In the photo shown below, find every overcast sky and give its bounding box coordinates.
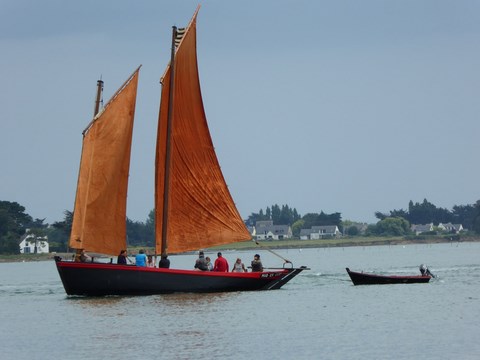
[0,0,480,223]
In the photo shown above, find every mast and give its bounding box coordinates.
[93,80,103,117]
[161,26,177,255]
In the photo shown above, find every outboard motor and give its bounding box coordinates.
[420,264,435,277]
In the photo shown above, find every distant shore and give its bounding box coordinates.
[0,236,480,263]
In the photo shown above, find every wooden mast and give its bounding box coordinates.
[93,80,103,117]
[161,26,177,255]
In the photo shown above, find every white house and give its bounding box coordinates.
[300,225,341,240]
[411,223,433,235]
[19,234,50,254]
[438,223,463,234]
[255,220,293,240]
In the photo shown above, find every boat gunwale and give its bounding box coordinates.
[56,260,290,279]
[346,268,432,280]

---

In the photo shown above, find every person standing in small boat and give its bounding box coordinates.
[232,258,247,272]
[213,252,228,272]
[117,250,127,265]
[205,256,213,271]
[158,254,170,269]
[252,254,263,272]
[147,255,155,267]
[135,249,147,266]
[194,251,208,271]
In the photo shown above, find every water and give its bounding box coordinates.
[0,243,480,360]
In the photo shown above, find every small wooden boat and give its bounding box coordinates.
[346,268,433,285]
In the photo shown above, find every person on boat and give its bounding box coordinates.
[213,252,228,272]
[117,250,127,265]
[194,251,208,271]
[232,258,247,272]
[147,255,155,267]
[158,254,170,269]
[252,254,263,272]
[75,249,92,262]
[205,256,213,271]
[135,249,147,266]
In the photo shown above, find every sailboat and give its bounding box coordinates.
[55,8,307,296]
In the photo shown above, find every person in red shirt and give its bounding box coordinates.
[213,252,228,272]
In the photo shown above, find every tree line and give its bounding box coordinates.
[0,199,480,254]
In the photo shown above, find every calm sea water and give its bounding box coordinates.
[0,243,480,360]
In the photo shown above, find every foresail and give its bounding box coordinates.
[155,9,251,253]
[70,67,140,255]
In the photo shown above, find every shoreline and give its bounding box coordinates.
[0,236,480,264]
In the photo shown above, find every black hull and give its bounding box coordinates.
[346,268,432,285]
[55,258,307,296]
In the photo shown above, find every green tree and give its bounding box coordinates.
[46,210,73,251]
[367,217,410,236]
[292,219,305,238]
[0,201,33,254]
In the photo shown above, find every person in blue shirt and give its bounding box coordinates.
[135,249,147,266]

* * *

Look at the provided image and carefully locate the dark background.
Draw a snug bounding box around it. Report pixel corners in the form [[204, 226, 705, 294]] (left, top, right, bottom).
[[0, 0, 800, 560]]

▸ The problem
Recast the material as a Markdown table with the columns Row and Line, starting at the line containing "In the photo shown above, find every white" and ending at the line containing "[346,268,432,280]". Give each line its own numbered row, and leave out blank lines.

▸ The output
| Row | Line |
|---|---|
| 1 | In the photo shown above, find every white house and give its bounding box coordinates. |
| 2 | [300,225,341,240] |
| 3 | [411,223,433,235] |
| 4 | [19,234,50,254] |
| 5 | [438,223,463,234] |
| 6 | [255,220,293,240] |
| 7 | In the photo shown above, find every boat gunwale and give its bounding box coordinates. |
| 8 | [56,260,290,279] |
| 9 | [346,268,432,280] |